The task: A word-for-word transcript of every entry is required.
____ Task input
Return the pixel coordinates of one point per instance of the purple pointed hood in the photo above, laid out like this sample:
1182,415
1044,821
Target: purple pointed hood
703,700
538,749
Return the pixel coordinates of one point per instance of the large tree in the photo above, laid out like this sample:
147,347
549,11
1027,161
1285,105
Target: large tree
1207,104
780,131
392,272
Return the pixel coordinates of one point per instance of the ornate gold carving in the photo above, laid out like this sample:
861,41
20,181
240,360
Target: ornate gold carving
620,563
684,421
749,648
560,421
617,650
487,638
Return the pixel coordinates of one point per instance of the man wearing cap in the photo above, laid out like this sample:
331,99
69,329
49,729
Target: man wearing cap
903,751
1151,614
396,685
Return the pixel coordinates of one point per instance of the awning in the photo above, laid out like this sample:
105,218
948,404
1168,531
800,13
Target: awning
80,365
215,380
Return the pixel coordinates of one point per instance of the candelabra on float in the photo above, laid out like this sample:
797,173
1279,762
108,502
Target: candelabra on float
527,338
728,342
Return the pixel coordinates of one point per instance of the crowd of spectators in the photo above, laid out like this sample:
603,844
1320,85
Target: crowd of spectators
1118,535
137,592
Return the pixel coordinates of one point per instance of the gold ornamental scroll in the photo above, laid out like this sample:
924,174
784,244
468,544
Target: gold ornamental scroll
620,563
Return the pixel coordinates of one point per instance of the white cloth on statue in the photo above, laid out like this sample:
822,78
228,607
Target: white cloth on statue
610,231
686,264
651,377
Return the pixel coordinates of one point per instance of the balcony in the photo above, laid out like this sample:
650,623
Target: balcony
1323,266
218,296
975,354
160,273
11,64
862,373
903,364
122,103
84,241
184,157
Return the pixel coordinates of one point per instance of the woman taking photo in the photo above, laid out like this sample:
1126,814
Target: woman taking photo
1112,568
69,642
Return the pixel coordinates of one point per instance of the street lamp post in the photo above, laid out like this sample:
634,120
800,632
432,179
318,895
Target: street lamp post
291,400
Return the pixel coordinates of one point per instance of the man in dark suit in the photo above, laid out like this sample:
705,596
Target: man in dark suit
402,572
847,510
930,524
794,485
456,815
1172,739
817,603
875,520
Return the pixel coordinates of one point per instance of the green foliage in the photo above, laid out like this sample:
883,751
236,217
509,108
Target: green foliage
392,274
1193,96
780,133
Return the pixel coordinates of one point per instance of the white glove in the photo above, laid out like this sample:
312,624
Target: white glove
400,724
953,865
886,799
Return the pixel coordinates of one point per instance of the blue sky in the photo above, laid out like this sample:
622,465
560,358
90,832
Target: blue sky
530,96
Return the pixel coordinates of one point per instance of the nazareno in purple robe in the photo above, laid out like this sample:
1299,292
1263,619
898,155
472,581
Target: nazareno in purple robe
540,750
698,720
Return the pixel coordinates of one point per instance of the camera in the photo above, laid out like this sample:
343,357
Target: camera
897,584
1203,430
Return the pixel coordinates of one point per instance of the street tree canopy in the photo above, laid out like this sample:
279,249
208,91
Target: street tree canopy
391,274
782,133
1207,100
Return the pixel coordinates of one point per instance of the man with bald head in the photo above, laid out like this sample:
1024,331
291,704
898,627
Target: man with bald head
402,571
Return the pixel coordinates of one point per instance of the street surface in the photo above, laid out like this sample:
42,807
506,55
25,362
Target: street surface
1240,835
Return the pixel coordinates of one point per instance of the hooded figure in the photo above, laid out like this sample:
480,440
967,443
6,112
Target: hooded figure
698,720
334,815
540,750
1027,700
________
Written answer:
Return the pixel coordinates of one point per instance of the purple pointed hood in the photo above, laid out like this sample:
1182,415
1044,821
Target: purple pointed hood
703,700
538,749
Return the pixel coordinates of one point per instance of the large tree in the photo above, laid out like this sample:
147,347
549,11
1027,161
1285,105
Target: large tree
1207,104
780,131
392,272
Return the pixel coordinates of one point per instance of the ornate gold carving in the photo above, laid out like this sample:
861,41
20,181
240,360
Target: ornate gold carving
620,563
684,421
749,648
560,421
617,650
487,638
Return the pixel coordinates of one point per instance of the man wearing cap in the photo above, laid out like this sample:
331,99
69,329
49,729
Target: man wearing cap
903,751
1151,614
396,685
Return the pixel coordinates of one point per instance of the awning in the photo above, laid out like this sample:
105,218
948,404
1168,531
800,13
Target: awning
80,365
215,380
Return the pixel coordinates of one point per instance of the candelabra on float in the photo above, laid out like this sample:
797,173
1279,762
108,502
Target: candelabra on float
527,338
728,342
Return the pixel coordinates of one point per instance of the crowd of spectators in the photo above, laid out like this sample:
603,844
1320,85
Target: crowd of spectators
1118,535
137,592
Return the pixel coordinates of one point per instance of the gold ornamental scroll in the photo above, laid out like this sample:
924,174
784,244
468,544
Target: gold ornamental scroll
620,563
Return the pixel coordinates of one point per instance of the white cloth on statue in the photo above, laid out like this sample:
822,78
228,607
Target: white cloth on statue
610,231
686,264
651,377
Return the pixel coordinates of one point per instance of the balcony in the photo above, laid out like this sample:
650,623
Target: balcony
1323,266
218,296
975,354
160,273
11,64
862,373
903,364
122,103
84,241
184,157
Return the pixel coordinates of one point per instance of the woman taking photo in the photo above, laid out like this sample:
1126,814
Target: woman taking photo
1112,568
69,642
Return the pixel coordinates of one point per instance of the street lamp post in the photo above, laid out like this sample:
634,120
800,632
432,179
318,895
Target: street lamp post
291,400
Return the pixel coordinates of one point per instance of the man in dark suit in the photo above, laid out like this sample:
705,596
Target: man in dark suit
402,572
847,510
930,524
794,485
456,815
1172,739
817,603
875,520
Return the pixel coordinates of one point per instance of the green foliage in the photo above, laid out like this sample:
883,751
236,217
509,108
Target: green foliage
392,274
1193,96
780,133
Return the pixel coordinates of one point per instance of the white glove in the photo above, laid out like this sample:
312,624
Target: white glove
400,724
953,865
886,799
Return the pixel coordinates of one point per instance of the blue sky in the photo above, laid out like this sample:
622,465
560,358
90,832
Target: blue sky
530,96
Return the pixel coordinates of one point per instance of the nazareno in purple robe in the photo above, laid out like this sample:
1299,292
1263,619
898,155
472,581
Target: nazareno in purple robe
540,750
698,720
Return the pixel coordinates of one point per instance of the camera in the photo above, laid out like this sample:
343,357
Target: camera
897,584
1203,430
Return the pixel coordinates of one point per instance of the street tree canopy in the photo above, laid out like this sample:
279,249
208,91
Target: street tree canopy
391,274
782,133
1207,100
Return the pixel coordinates of one point per instance of the man with bald head in the photo above, laid out like this sample:
1024,331
291,704
898,627
Target: man with bald head
402,571
Return the pixel coordinates of one point per instance of the street surface in the photo above, laid out like this sample:
42,807
506,55
25,362
Target: street surface
1240,835
Return the pixel coordinates of one point per instance of the hooded figure in the photo above, laid out like this sample:
480,440
967,443
6,112
Target: hooded figure
698,720
334,815
540,750
1027,700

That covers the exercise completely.